> [Job]:
Rewrite the rows below as a Markdown table with the columns No. and Line, numbering each row and skipping blank lines.

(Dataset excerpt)
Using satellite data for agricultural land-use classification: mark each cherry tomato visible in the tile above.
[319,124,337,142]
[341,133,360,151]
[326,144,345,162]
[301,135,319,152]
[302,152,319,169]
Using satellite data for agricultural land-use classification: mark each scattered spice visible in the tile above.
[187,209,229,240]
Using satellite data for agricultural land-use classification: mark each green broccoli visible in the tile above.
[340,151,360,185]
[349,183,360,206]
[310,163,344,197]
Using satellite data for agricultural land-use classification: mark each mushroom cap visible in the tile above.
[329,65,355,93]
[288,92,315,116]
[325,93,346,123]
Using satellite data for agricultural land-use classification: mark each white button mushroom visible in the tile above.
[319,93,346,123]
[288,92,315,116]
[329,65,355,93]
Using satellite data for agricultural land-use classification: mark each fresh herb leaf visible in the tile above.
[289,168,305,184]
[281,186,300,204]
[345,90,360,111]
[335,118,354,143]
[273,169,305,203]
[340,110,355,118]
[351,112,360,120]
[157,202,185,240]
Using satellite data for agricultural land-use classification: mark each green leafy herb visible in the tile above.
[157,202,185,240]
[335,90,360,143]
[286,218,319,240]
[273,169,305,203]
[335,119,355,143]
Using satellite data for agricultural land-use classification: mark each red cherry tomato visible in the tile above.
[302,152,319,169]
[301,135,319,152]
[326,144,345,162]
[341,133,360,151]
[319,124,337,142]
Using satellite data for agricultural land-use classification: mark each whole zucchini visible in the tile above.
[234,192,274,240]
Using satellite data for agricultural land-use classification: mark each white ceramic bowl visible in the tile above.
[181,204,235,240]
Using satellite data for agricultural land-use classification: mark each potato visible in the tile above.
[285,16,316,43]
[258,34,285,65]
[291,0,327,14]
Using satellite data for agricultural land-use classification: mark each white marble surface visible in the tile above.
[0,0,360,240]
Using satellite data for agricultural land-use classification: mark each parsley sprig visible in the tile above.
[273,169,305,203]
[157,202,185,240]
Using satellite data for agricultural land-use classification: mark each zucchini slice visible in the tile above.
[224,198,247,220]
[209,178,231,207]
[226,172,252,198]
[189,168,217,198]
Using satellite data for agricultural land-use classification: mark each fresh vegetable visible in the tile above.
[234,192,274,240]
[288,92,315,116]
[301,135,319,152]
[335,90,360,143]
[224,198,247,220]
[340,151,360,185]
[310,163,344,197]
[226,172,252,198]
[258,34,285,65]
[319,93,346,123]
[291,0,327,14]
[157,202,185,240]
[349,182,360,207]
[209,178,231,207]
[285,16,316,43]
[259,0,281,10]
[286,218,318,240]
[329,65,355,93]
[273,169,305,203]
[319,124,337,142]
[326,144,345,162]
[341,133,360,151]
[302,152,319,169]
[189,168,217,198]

> [Solution for this exercise]:
| No. | Line |
|---|---|
| 1 | Using satellite data for agricultural land-use classification: mark each cherry tomato visible in the tile above. |
| 2 | [319,124,337,142] |
| 3 | [341,133,360,151] |
| 4 | [326,144,345,162] |
| 5 | [301,135,319,152] |
| 6 | [302,152,319,169] |
| 7 | Using satellite data for agricultural land-use classification: mark each scattered spice visible in the tile above. |
| 8 | [187,209,229,240] |
| 9 | Using satellite data for agricultural land-use classification: mark each green broccoli visible in the tile above. |
| 10 | [340,151,360,185] |
| 11 | [349,183,360,206] |
| 12 | [310,163,344,197] |
| 13 | Using satellite data for agricultural land-use classification: mark each mushroom cap visible in the tile above. |
| 14 | [329,65,355,93] |
| 15 | [288,92,315,116] |
| 16 | [325,93,346,123] |
| 17 | Using satellite data for agricultural land-use classification: mark each white button mushroom visible in the tile above. |
| 18 | [319,93,346,123] |
| 19 | [288,92,315,116] |
| 20 | [329,65,355,93] |
| 21 | Using satellite data for agricultural land-use classification: mark each fresh herb leaf visible in the tile above. |
| 22 | [289,168,305,184] |
| 23 | [281,186,300,204] |
| 24 | [345,90,360,111] |
| 25 | [335,118,354,143] |
| 26 | [273,169,305,203] |
| 27 | [340,110,355,118] |
| 28 | [351,112,360,120] |
| 29 | [157,202,185,240] |
| 30 | Using satellite data for agricultural land-use classification: mark each green leafy herb visible in the tile above. |
| 31 | [157,202,185,240] |
| 32 | [335,90,360,143] |
| 33 | [286,218,319,240] |
| 34 | [273,169,305,203] |
| 35 | [335,119,355,143] |
| 36 | Using satellite data for agricultural land-use classification: mark each red cherry tomato visible in the tile above. |
| 37 | [302,152,319,169] |
| 38 | [301,135,319,152] |
| 39 | [326,144,345,162] |
| 40 | [341,133,360,151] |
| 41 | [319,124,337,142] |
| 42 | Using satellite data for agricultural land-use classification: mark each whole zucchini visible in the tile above. |
| 43 | [234,192,274,240] |
| 44 | Using satellite data for agricultural land-use classification: mark each white ceramic bowl visible in the tile above. |
| 45 | [181,204,235,240] |
| 46 | Using satellite data for agricultural land-use classification: mark each potato visible in the tile above. |
| 47 | [285,16,316,43] |
| 48 | [258,34,285,65] |
| 49 | [291,0,327,14] |
| 50 | Using satellite data for agricultural land-use classification: mark each white marble surface visible in the tile above. |
| 51 | [0,0,360,240] |
| 52 | Using satellite data for agricultural land-use classification: mark each parsley sprig visible in the tile above. |
| 53 | [273,169,305,203] |
| 54 | [157,202,185,240] |
| 55 | Using satellite data for agricultural land-use classification: mark each zucchini slice visible in the tile above. |
| 56 | [224,198,247,220] |
| 57 | [209,178,231,207] |
| 58 | [226,172,252,198] |
| 59 | [189,168,217,198] |
| 60 | Using satellite data for agricultural land-use classification: mark each fresh vegetable visible in the tile above. |
| 61 | [234,192,274,240] |
| 62 | [288,92,315,116] |
| 63 | [301,135,319,152] |
| 64 | [335,90,360,143] |
| 65 | [224,198,247,220] |
| 66 | [340,151,360,185] |
| 67 | [310,163,344,197] |
| 68 | [226,172,252,198] |
| 69 | [258,34,285,65] |
| 70 | [319,93,346,123] |
| 71 | [291,0,327,14] |
| 72 | [157,202,185,240] |
| 73 | [349,182,360,207] |
| 74 | [209,178,231,207] |
| 75 | [285,16,316,43] |
| 76 | [259,0,281,10] |
| 77 | [286,218,318,240] |
| 78 | [329,65,355,93] |
| 79 | [273,169,305,203] |
| 80 | [319,124,337,142] |
| 81 | [326,144,345,162] |
| 82 | [341,133,360,151] |
| 83 | [302,152,319,169] |
| 84 | [189,168,217,198] |